■ **TASK REQUIREMENTS**:
1. In the court opinion excerpt, what general rule does NNB cite?
2. Please carry on writing the court opinion excerpt from its final heading, "4. The Testimony of Huff's Former Counsel."
***** PROVIDED TEXT
3. Was Huff Required Specifically to Plead Waiver?

NNB cites the general rule that waiver or estoppel must be specifically pleaded. However, as stated by the court in Ford Motor Credit Company v. Waters, supra, 273 So. 2d at 100, in an identical context, "waiver is not the issue before us. The issue is the right of the buyer to rely upon the prior dealings that had taken place and the buyer's right to be notified of a modification of such conduct on the part of the [creditor]." See also, Varela v. Wells Fargo Bank, supra, 93 Cal. Rptr. at 431.

4. The Testimony of Huff's Former Counsel.
**********
***** PROVIDED INFORMATION
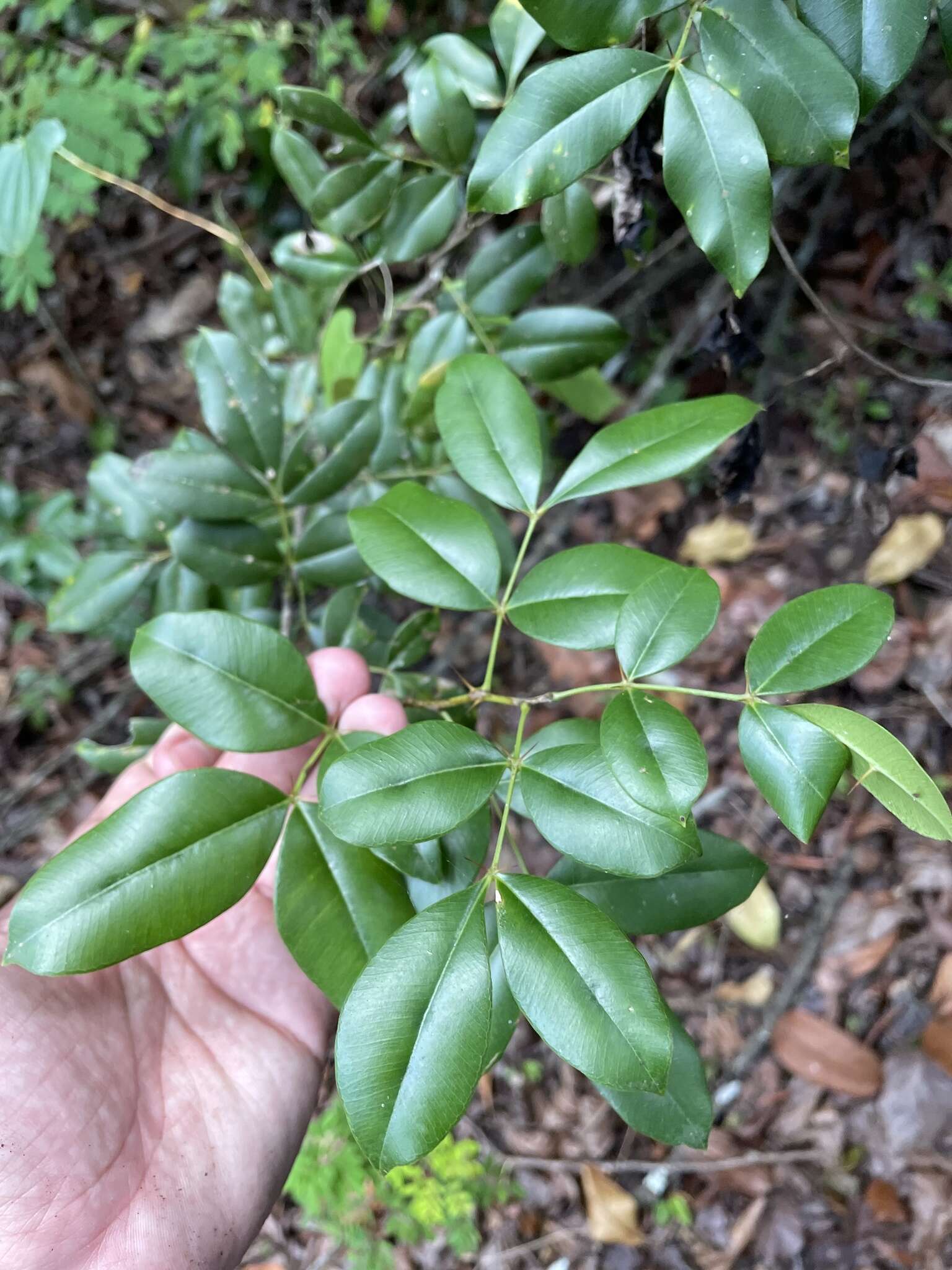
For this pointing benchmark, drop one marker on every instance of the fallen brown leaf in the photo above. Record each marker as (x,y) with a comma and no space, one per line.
(721,541)
(612,1212)
(826,1054)
(907,546)
(883,1201)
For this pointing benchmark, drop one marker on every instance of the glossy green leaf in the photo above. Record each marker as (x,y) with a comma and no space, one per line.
(654,752)
(596,23)
(885,768)
(819,638)
(345,438)
(300,164)
(803,99)
(584,988)
(875,40)
(516,37)
(580,808)
(664,619)
(551,343)
(562,122)
(442,121)
(508,271)
(183,482)
(694,894)
(489,426)
(420,218)
(234,682)
(653,446)
(683,1113)
(229,556)
(718,174)
(574,598)
(353,197)
(570,224)
(472,69)
(433,549)
(24,177)
(99,591)
(311,106)
(414,785)
(318,258)
(795,765)
(325,554)
(413,1033)
(148,874)
(334,907)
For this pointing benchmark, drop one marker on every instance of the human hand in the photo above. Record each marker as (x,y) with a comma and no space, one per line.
(150,1113)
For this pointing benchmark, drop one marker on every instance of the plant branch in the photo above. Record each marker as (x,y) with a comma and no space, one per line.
(229,236)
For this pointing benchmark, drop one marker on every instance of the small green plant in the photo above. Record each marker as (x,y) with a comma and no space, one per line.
(361,1210)
(413,460)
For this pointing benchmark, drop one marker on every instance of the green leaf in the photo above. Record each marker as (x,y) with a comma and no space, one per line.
(420,218)
(885,768)
(683,1113)
(230,556)
(433,549)
(507,272)
(300,164)
(570,224)
(875,40)
(99,591)
(310,106)
(694,894)
(346,436)
(318,258)
(718,174)
(150,873)
(232,682)
(184,481)
(803,99)
(551,343)
(580,808)
(597,22)
(418,784)
(516,37)
(562,122)
(353,197)
(574,597)
(472,69)
(653,446)
(587,394)
(664,619)
(795,765)
(442,121)
(819,638)
(24,177)
(489,426)
(325,554)
(584,988)
(334,907)
(413,1033)
(654,752)
(179,591)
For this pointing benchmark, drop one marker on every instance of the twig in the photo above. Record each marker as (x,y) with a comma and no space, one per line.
(839,326)
(749,1160)
(170,210)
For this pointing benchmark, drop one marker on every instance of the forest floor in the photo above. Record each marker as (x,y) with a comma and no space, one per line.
(850,1173)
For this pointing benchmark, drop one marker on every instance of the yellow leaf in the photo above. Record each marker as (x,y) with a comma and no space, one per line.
(612,1212)
(721,541)
(910,543)
(758,920)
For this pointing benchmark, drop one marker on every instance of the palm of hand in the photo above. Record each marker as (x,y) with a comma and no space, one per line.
(151,1112)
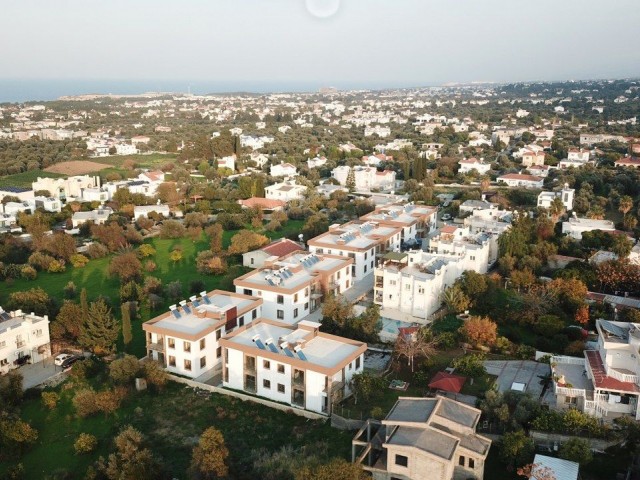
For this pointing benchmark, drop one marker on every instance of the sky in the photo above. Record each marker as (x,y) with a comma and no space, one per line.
(283,43)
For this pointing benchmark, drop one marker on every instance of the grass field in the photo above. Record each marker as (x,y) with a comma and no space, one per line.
(172,422)
(25,179)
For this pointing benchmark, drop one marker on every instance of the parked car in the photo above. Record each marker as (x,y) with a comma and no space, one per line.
(59,360)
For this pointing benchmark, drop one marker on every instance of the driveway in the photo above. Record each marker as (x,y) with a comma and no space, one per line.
(37,373)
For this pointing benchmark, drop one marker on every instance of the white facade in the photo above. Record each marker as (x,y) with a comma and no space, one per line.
(575,227)
(186,340)
(295,365)
(24,338)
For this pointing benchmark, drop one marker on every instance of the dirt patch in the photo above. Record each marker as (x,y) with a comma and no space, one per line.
(77,167)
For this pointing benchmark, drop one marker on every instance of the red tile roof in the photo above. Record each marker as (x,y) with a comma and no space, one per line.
(602,380)
(264,203)
(447,382)
(282,247)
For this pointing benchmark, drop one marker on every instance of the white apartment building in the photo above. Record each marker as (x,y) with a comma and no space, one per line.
(575,227)
(566,195)
(294,364)
(359,241)
(469,164)
(529,158)
(283,170)
(293,286)
(423,439)
(186,339)
(24,338)
(285,191)
(99,216)
(605,382)
(63,188)
(416,221)
(520,180)
(366,178)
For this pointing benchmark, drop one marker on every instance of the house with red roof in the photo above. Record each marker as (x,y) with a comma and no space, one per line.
(276,249)
(606,381)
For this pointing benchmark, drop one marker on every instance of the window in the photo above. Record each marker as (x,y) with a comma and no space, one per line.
(402,460)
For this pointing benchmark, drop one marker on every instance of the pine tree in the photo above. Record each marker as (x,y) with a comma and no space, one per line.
(126,323)
(100,331)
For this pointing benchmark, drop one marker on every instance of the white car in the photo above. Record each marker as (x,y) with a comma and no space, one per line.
(59,360)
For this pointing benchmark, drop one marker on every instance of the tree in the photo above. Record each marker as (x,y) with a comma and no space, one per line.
(577,450)
(100,330)
(366,386)
(209,457)
(131,459)
(215,233)
(516,448)
(127,336)
(126,267)
(480,331)
(245,241)
(455,299)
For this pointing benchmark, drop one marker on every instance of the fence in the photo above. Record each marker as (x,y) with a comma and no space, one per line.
(244,397)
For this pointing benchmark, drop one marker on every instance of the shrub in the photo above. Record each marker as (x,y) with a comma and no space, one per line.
(85,443)
(84,402)
(78,260)
(57,266)
(28,272)
(50,399)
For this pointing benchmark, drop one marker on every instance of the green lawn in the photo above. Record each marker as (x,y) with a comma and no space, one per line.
(172,422)
(25,179)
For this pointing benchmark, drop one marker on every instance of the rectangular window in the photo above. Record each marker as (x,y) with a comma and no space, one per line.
(402,461)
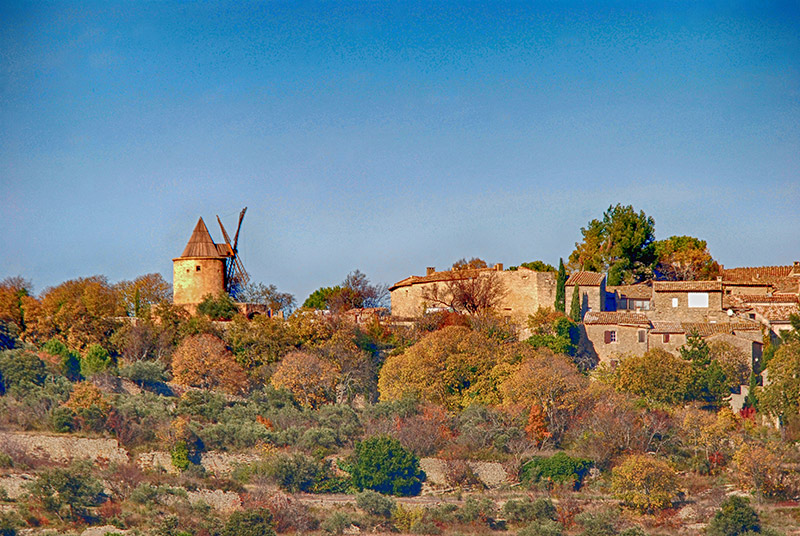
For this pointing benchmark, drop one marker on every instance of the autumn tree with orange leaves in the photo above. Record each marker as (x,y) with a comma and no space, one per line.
(311,379)
(204,361)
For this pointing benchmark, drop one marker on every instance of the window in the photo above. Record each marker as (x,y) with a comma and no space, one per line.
(698,299)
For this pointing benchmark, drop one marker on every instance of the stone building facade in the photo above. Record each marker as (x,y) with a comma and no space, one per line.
(592,287)
(200,270)
(522,291)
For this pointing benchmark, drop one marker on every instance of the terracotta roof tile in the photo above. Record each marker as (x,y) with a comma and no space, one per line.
(757,273)
(687,286)
(660,326)
(586,279)
(449,275)
(640,291)
(786,299)
(705,329)
(200,243)
(616,318)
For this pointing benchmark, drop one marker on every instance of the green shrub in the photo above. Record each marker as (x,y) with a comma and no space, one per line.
(19,368)
(382,464)
(180,455)
(67,492)
(96,360)
(298,472)
(252,522)
(219,307)
(558,469)
(734,517)
(375,504)
(336,523)
(62,419)
(145,372)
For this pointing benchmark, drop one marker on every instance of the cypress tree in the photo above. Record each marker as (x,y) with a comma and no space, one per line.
(575,306)
(561,290)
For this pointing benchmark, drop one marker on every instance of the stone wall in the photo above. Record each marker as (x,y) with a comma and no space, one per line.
(195,277)
(627,341)
(524,291)
(64,449)
(662,308)
(592,298)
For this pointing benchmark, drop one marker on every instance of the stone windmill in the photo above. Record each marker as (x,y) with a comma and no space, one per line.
(207,268)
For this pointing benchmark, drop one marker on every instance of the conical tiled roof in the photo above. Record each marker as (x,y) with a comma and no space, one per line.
(200,244)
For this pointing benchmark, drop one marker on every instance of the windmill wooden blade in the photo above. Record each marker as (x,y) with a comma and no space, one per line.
(238,228)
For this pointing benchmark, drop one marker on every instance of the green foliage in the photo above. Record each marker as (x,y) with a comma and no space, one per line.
(561,289)
(251,522)
(67,492)
(561,336)
(526,510)
(19,368)
(734,518)
(298,472)
(145,372)
(382,464)
(62,419)
(375,504)
(9,333)
(575,305)
(96,360)
(219,307)
(319,298)
(708,381)
(179,455)
(621,245)
(559,468)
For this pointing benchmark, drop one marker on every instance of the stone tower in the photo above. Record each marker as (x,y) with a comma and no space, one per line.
(200,270)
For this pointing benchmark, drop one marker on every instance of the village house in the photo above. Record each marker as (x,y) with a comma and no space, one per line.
(520,292)
(592,287)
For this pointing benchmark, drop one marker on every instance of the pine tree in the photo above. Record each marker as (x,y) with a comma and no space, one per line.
(561,291)
(575,306)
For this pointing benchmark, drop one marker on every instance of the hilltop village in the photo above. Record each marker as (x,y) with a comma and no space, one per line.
(639,388)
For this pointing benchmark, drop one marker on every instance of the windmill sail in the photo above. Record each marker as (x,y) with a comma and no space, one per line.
(236,277)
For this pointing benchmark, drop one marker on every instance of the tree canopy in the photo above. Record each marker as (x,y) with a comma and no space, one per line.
(621,245)
(684,258)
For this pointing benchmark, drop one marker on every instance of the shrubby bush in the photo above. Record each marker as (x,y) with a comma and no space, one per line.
(20,369)
(298,472)
(559,468)
(145,373)
(67,492)
(382,464)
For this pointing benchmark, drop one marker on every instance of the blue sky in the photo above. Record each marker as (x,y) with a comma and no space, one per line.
**********
■ **ANSWERS GIVEN**:
1. That waiver or estoppel must be specifically pleaded.

2.
Early on in the course of the trial, Huff called Attorney Albright as a plaintiff's witness, in order to have Albright verify the damage that had been done to the door of the camper and the rear end of the truck. Albright had represented Huff at the time of the repossession and the initial inspection of the vehicle, but had ceased to do so by the time of the trial. NNB then sought on cross-examination to question Albright as to the reasons for the termination of his attorney-client relationship with Huff. Upon objection, the Bank made an offer of proof to the effect that the proposed testimony would show that Albright withdrew from the case because of his difficulty in getting in touch with Huff. This, according to the Bank, was relevant to "a course of conduct by Mr. Huff that he simply does not communicate with people he doesn't want to communicate with."

The trial court, relying on NRS 48.035,[4] found that the marginal relevance of this evidence was substantially outweighed by the danger that the testimony of Huff's former attorney as to the facts concerning the breakdown of the relationship could cause "confusion ... and potential prejudice," and could inject collateral issues which would divert the jury from the real issues in the case. In light of the extremely marginal relevance of this evidence, this conclusion was correct.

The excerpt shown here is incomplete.